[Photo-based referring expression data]

⁂

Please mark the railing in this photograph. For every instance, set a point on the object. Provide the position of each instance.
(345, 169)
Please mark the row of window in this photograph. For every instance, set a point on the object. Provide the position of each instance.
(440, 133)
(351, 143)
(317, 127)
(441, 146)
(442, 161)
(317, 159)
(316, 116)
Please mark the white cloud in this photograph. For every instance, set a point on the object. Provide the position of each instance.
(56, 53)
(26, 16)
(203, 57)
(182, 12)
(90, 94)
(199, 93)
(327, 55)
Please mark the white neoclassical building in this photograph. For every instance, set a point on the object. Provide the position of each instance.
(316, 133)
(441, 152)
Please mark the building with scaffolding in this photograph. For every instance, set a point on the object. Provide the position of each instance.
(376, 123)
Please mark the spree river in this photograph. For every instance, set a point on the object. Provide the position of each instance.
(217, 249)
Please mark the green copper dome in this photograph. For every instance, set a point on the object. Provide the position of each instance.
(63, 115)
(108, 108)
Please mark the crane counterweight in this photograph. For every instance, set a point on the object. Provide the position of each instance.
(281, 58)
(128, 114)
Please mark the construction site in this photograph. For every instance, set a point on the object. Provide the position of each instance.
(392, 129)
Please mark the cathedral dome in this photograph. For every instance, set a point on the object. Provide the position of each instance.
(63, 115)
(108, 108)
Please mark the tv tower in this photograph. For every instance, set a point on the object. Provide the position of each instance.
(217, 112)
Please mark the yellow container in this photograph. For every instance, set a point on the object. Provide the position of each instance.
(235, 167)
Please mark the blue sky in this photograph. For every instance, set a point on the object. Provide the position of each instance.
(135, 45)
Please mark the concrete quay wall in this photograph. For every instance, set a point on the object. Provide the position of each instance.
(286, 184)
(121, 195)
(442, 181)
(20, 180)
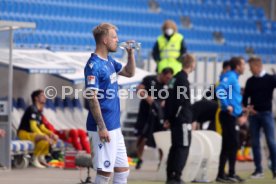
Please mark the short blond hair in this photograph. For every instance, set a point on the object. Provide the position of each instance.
(169, 24)
(102, 30)
(187, 60)
(255, 61)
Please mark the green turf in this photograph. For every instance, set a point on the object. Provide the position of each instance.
(267, 180)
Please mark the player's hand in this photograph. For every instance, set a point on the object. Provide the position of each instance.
(2, 133)
(230, 109)
(129, 49)
(104, 135)
(166, 124)
(242, 120)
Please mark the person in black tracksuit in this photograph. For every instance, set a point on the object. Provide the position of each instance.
(150, 115)
(178, 115)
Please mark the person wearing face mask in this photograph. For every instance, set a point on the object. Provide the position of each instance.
(258, 94)
(168, 48)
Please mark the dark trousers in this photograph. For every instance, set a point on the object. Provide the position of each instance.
(181, 140)
(229, 143)
(265, 121)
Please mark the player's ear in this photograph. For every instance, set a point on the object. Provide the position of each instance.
(105, 40)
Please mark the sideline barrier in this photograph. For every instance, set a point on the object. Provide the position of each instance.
(203, 159)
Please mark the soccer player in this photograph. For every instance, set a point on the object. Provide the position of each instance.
(103, 122)
(231, 113)
(178, 114)
(31, 128)
(2, 133)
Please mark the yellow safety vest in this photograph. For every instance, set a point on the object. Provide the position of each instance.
(170, 52)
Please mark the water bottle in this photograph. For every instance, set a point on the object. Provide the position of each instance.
(133, 45)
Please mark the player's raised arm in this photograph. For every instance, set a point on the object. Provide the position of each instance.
(129, 69)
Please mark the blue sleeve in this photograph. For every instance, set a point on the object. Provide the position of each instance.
(118, 66)
(222, 91)
(92, 76)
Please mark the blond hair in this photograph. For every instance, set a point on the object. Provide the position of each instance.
(187, 60)
(255, 60)
(169, 24)
(102, 30)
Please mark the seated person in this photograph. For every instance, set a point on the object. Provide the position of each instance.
(206, 110)
(77, 137)
(32, 129)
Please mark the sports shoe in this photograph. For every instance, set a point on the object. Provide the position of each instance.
(223, 179)
(37, 164)
(257, 175)
(235, 178)
(139, 164)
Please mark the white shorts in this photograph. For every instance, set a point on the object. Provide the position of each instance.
(106, 156)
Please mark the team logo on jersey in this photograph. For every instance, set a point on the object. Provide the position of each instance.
(113, 78)
(33, 116)
(106, 164)
(100, 146)
(91, 79)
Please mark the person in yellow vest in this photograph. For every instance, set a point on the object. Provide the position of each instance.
(169, 47)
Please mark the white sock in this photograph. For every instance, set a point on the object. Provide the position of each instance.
(101, 179)
(120, 177)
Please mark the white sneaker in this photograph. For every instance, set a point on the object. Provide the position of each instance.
(37, 164)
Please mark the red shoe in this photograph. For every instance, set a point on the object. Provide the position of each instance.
(241, 158)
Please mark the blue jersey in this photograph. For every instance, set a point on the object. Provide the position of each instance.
(232, 96)
(101, 75)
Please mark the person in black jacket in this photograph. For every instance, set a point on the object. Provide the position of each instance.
(178, 115)
(257, 97)
(150, 115)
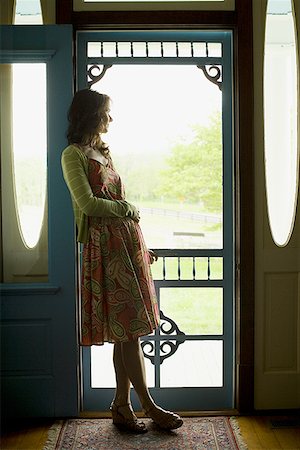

⁂

TASK PROMPT: The lines from the one holding "Please mark the blue jersey" through the end of the entries are to be transcribed exactly, both ends included, with the pictures left out.

OUTPUT FOR THIS EXERCISE:
Please mark the blue jersey in this photograph. For every instance, set a point on the object. Provide the position of each instance.
(232, 96)
(101, 75)
Please mark the person in black jacket in this photograph. For every instance, set a point on the object. Provide the position of each instance.
(178, 115)
(257, 97)
(150, 115)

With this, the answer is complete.